◆ Texte proposé:
+++

À propos de cette édition

Éditeur
Médiaspaul
Titre et numéro de la série
Les Saisons de Nigelle - 4
Titre et numéro de la collection
Jeunesse-pop - 124
Genre
Fantastique
Longueur
Novella
Format
Livre
Pagination
158
Lieu
Montréal
Année de parution
1997
ISBN
9782894201039
Support
Papier

Résumé/Sommaire

Nous sommes en France, en mars 1936, dans la petite ville de Nigelle, au sud-ouest de Paris. Berthiaume Jousset et son ami Léon Bergougnoux reviennent d’une excursion de pêche lorsque, dans la cour d’une maison abandonnée, ils tombent sur un étrange spectacle. En pleine nuit, une femme inconnue peint un tableau avec pour modèle une jeune fille assise entre cinq flambeaux. Comprenant confusément que cette jeune fille est là contre son gré, les deux garçons interrompent la séance. L’inquiétante peintre fuit, abandonnant la jeune fille à Berthiaume et Léon. Cette dernière s’avère tout aussi mystérieuse. S’exprimant avec un accent inconnu, elle a perdu la mémoire. Elle n’est même pas sûre qu’Isabelle soit vraiment son prénom.

Pendant qu’Isabelle se dissimule dans la maison abandonnée où a eu lieu l’étrange séance de pose – maison qui appartenait à Stavisky, escroc célèbre qui a fait la manchette en France entre les deux guerres –, Berthiaume et Léon cherchent à découvrir l’identité de la peintre, seul moyen pour eux de savoir réellement qui est Isabelle et où sont ses parents. Les deux enquêteurs en herbe découvrent que la peintre s’appelle Coralie Chouquet, propriétaire d’une boutique d’antiquités. Ils découvrent aussi que Coralie Chouquet est en réalité une gorgone, malfaisante créature quasi immortelle qui ne tarde pas à envoûter les adolescents. Ils ne sont plus maîtres de leurs gestes, ni de leurs paroles. Ils comprennent, un peu tard, que c’est pour se rajeunir que la gorgone avait absorbé magiquement la mémoire d’Isabelle, une juive exilée d’Allemagne à la suite de l’arrivée au pouvoir des Nazis. Puisque c’est par leur faute que la séance originelle avait été interrompue, Berthiaume et Léon seront ses prochaines victimes. À moins qu’Isabelle comprenne à temps le danger qui guette ses amis…

Commentaires

Le lecteur est invité à lire plus haut, dans la critique d’Un été à Nigelle, mes commentaires généraux sur la série Les Saisons de Nigelle. Rappelons brièvement qu’autour d’un lieu unique – la ville fictive de Nigelle –, Jean-Louis Trudel s’est donné pour défi d’écrire quatre romans faisant la ronde des saisons, à quatre époques différentes et cela, dans quatre genres différents. Ainsi, après le mystère pour le printemps et la science-fiction pour l’été, ce volet consacré à l’hiver est-il un roman fantastique.

+++

◆ Matériel fourni:

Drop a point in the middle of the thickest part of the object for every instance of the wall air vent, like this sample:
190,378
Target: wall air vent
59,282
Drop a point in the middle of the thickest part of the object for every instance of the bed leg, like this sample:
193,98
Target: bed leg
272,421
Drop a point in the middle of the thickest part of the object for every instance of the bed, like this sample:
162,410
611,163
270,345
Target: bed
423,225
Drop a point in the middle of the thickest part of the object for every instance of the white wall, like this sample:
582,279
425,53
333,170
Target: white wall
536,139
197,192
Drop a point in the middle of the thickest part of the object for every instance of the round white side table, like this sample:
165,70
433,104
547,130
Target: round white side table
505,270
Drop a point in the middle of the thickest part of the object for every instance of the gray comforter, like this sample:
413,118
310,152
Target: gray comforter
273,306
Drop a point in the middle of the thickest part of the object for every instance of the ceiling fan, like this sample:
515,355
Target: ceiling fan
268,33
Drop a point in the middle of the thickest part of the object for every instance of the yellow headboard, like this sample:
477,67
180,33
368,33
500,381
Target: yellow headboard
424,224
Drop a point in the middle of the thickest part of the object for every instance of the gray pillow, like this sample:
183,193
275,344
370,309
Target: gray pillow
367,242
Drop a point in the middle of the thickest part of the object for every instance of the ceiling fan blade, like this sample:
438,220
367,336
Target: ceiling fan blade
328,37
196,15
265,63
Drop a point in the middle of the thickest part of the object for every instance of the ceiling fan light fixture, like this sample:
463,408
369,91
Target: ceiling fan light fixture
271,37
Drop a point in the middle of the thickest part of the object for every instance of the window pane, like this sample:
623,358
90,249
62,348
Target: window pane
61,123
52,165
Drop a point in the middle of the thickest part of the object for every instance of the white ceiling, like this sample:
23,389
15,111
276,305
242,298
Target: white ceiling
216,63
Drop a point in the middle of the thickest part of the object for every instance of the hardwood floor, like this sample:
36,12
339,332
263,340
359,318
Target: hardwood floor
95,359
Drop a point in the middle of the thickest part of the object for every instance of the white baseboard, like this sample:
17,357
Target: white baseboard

+++

◆ Objectif 1:
Répondez à ces questions sur la fiche du roman :
(a) En quelle année le livre a-t-il paru ?
(b) Quel nom porte la peintre que Berthiaume et Léon finissent par identifier ?
(c) Quel genre la série réserve-t-elle au printemps ?
◆ Objectif 2: Poursuivez la fiche du roman, s'il vous plaît, à partir de sa dernière phrase.

◆ Réponse rédigée 1:
(a) 1997
(b) Coralie Chouquet
(c) Le mystère

◆ Réponse rédigée 2:
On ne s’ennuie pas une seconde en lisant cette rare incursion de Jean-Louis Trudel dans les brumes troubles du fantastique, en observant tout de même que la reconstitution historique et les rouages de l’enquête, deux intérêts bien trudeliens, prennent le pas sur les éléments explicitement fantastiques. Pour qui se serait attendu à être surpris par Trudel, à découvrir une nouvelle voix, ça n’a pas été le cas – ce qui n’est pas nécessairement un reproche. En certains domaines, il est certes préférable de ne pas être surpris.

Le lecteur familier de Trudel ne sera pas étonné de retrouver ici une écriture précise, un sens sûr du suspense, un vocabulaire riche et varié, un travail de recréation historique convaincant truffé d’allusions parfois évidentes, parfois bien ésotériques (parions que je ne les ai pas toutes saisies !). Ainsi le lecteur sourit d’un air entendu lorsque, simple exemple, les trois protagonistes s’émerveillent devant les aménagements modernes de la riche villa. « Mazette, quel chic ! » s’exclame Léon, le fils d’une veuve qui ne vit certes pas dans la richesse. La France de l’entre-deux-guerres revit pour nous du point de vue de deux écoliers, avec ses bâtonnets de réglisse anisée, ses « pions » et ses rumeurs de troubles dans la lointaine Allemagne ; une petite ville en crise économique où deux garçons ne peuvent même pas acheter de quoi manger à l’insu de leurs parents sans éveiller les soupçons du commerçant !

De ce point de vue, Trudel a certainement fait du chemin pour rendre ses personnages vivants. Il a toujours privilégié l’action et la littérature d’idées, les amateurs de bluettes sentimentales doivent aller chercher ailleurs leur pitance. Cependant, dans ses premiers romans jeunesse, les réactions inappropriées de certains personnages nuisaient parfois à l’effet de réel. Sans avoir tout à fait disparu, cette faiblesse est beaucoup moins présente ici. Les deux adolescents sont bien campés, surtout Berthiaume. On se désole par contre du choix de Trudel d’enlever la mémoire à la jeune fille, Isabelle, évacuant du même coup presque toute profondeur à un personnage qui aurait pu être beaucoup plus intéressant. On notera que l’artifice de la perte de mémoire revient souvent chez Trudel – et j’emploie à dessein le terme artifice, considérant avec quelle légèreté les conséquences réelles d’une perte de mémoire sont traitées.

Par ailleurs, on peut s’interroger sur la décision de faire de Stavisky un personnage de ce roman. Y a-t-il un adolescent québécois sur mille qui ait la moindre idée qui était Stavisky ? Nous parlons d’une génération qui ne sait pas qui est Picasso ! Répétons qu’il s’agit davantage d’une interrogation que d’un reproche. Je serai le dernier à suggérer qu’on doive offrir à nos jeunes, pour capter leur intérêt, que de la bouillie prédigérée tournant autour de leur vie quotidienne, du groupe pop de l’heure ou de la dernière vedette médiatique. Mais j’ai l’impression qu’en introduisant dans son roman un personnage historique aussi mineur, Trudel est allé trop loin dans la direction inverse. [JC]

  • Source : L'ASFFQ 1997, Alire, p. 179-180.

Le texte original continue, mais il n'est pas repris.